AUSGANGSTEXT

'''

Köln-Marathon 2006: Experimente in der Hexenküche
Verfasst: 10.10.2006, 01:03
Köln-Marathon 2006: Experimente in der Hexenküche
Diesmal sollte alles anders werden. Wurde es auch…
Mein dritter Köln-Marathon und ich bin entspannt wie noch nie. Bestzeit für dieses Jahr schon in Hamburg geholt. Zehn Läufe über 30km gemacht, davon neun über 35km. HM-Bestzeit vor drei Wochen deutet auf eine Optimalzeit von unter 3:15 Stunden hin.
Warum nicht etwas experimentieren, mal was Neues ausprobieren?
Als erstes fahre ich eine Woche vorher in den Urlaub und schlafe mich dort richtig aus.
Im Urlaub an der Nordsee besteht mein Carbo-Loading vorwiegend aus Fischbrötchen.
Aus einer Laune heraus packe ich meine Videokamera ein. Fühl mich eher als Tourist denn als jemand, der in einer Stunde an den Start gehen soll.
Bei Abgabe des Kleiderbeutels entschließe ich mich, ohne Pulsmesser zu laufen.
Beim Start wollte ich meine 0,5 Liter Wasser ausgetrunken haben, behalte aber die Hälfte davon zurück und laufe mit der Flasche im Trinkgürtel los.
Mit einer Pace von 4:40 min/km soll’s losgehen und dann langsam schneller werden.
Km 1-5: Lockeres Anrollen
4:45 – 4:41 – 4:35 – 4:42 – 4:35 = 23:18 Min
Ist mir noch nie aufgefallen, dass es direkt auf den ersten Kilometern so viel bergab geht. Die Stimmung ist bärig, so viele Leute gleich zu Beginn. Prima, da kann man gut laufen lassen, Tempo ist genau richtig.
Km 6-10: Eigenverpflegung
4:33 – 5:03 – 4:31 – 4:46 – 4:48 = 23:41 Min
Den Getränkestand hinter Km 6 lasse ich aus und gönne mir stattdessen eine Pinkelpause. Auch bei Km 9 nehme ich nur einen Schluck aus meiner Flasche und greife mir bei der Verpflegung nur einen nassen kühlen Schwamm.
Zeit ist noch in Ordnung, Endzeit läge bei 3:18 Std.
Km 11-15: Die schnellen
4:34 – 4:40 – 4:50 – 4:32 – 4:36 = 23:12 Min
Jetzt bin ich gut drin, freue mich, dass die ersten zehn Km so problemlos und ohne Anstrengung vorbei gingen. Verpflegung bei Km 12, der letzte Schluck aus meiner Flasche und noch einen Schluck Wasser zum Nachspülen.
Zielzeitprognose jetzt bei 3:17 Std.

'''

Daten zur Punktlokalisierung:

'''

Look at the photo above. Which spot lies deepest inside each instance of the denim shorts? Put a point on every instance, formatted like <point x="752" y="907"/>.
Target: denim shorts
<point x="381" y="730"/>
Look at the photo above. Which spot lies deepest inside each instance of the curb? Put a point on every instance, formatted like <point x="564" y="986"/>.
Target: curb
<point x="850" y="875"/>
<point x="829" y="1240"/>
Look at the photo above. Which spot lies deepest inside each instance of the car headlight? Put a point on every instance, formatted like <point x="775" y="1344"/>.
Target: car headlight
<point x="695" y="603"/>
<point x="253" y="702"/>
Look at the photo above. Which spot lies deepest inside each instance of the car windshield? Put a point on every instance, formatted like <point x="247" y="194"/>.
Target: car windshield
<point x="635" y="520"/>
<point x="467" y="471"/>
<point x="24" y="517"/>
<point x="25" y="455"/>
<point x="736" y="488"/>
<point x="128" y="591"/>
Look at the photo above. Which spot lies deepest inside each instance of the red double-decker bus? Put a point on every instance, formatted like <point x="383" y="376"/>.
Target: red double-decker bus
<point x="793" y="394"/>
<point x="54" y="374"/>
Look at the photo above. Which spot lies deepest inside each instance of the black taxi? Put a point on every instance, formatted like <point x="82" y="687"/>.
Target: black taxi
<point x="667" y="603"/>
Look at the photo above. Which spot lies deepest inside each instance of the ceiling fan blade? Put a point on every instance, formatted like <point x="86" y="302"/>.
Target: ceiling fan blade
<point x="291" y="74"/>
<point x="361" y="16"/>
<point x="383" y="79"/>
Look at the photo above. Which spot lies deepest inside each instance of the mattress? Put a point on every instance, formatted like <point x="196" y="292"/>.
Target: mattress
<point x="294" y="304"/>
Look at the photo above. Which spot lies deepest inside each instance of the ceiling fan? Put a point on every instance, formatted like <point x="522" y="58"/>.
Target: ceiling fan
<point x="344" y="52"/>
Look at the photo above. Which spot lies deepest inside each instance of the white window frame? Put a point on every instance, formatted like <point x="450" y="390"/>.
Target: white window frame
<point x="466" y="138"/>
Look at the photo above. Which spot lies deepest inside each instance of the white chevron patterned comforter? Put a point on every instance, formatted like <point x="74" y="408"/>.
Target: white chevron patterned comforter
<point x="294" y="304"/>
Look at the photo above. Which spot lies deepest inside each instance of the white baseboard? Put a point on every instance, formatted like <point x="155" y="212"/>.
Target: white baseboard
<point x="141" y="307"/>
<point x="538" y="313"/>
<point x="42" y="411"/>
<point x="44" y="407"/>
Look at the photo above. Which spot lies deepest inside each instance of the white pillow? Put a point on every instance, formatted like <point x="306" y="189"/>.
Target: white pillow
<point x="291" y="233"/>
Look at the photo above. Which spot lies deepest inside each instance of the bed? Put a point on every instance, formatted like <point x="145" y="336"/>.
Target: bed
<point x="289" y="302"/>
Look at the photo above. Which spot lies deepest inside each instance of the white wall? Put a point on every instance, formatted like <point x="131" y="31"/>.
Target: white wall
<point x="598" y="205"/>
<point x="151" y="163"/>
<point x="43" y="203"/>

'''

AUFGABEN UND ÜBUNGEN
[a] Kopiere aus dem Bericht über den Köln-Marathon 2006 wortgetreu die Stelle von "Bei Abgabe des" bis "langsam schneller werden.".
[b] Schreib den Bericht über den Köln-Marathon 2006 im Anschluss an seinen letzten Satz weiter.

ERGEBNISSE DER AUFGABEN
[a]
Bei Abgabe des Kleiderbeutels entschließe ich mich, ohne Pulsmesser zu laufen.
Beim Start wollte ich meine 0,5 Liter Wasser ausgetrunken haben, behalte aber die Hälfte davon zurück und laufe mit der Flasche im Trinkgürtel los.
Mit einer Pace von 4:40 min/km soll’s losgehen und dann langsam schneller werden.

[b]
Km 16-20: Das Unheil kündigt sich an
4:39 – 4:40 – 4:36 – 4:43 – 5:09 = 23:47 Min
Langsam wird mir warm und bei der Verpflegung Km 17 greife ich mir zwei Becher Wasser, die ich hastig trinke. Hui, erfrischend kühl, das geht durch bis in den Magen! Und das Bananenstück schwimmt darin recht munter. Der Magen mag das aber gar nicht gerne und teilt mir das nach zwei Kilometern mit. Erst sind es nur leichte Seitenstiche, die ich mit ruhiger Atmung ein wenig wegdrücken kann. Dann aber krampft sich mein Magen zusammen und ich muss einfach Tempo rausnehmen. Vielleicht geht es dann ja vorbei.
Zielzeit jetzt: 3:18 Std, immer noch kein Grund zur Panik.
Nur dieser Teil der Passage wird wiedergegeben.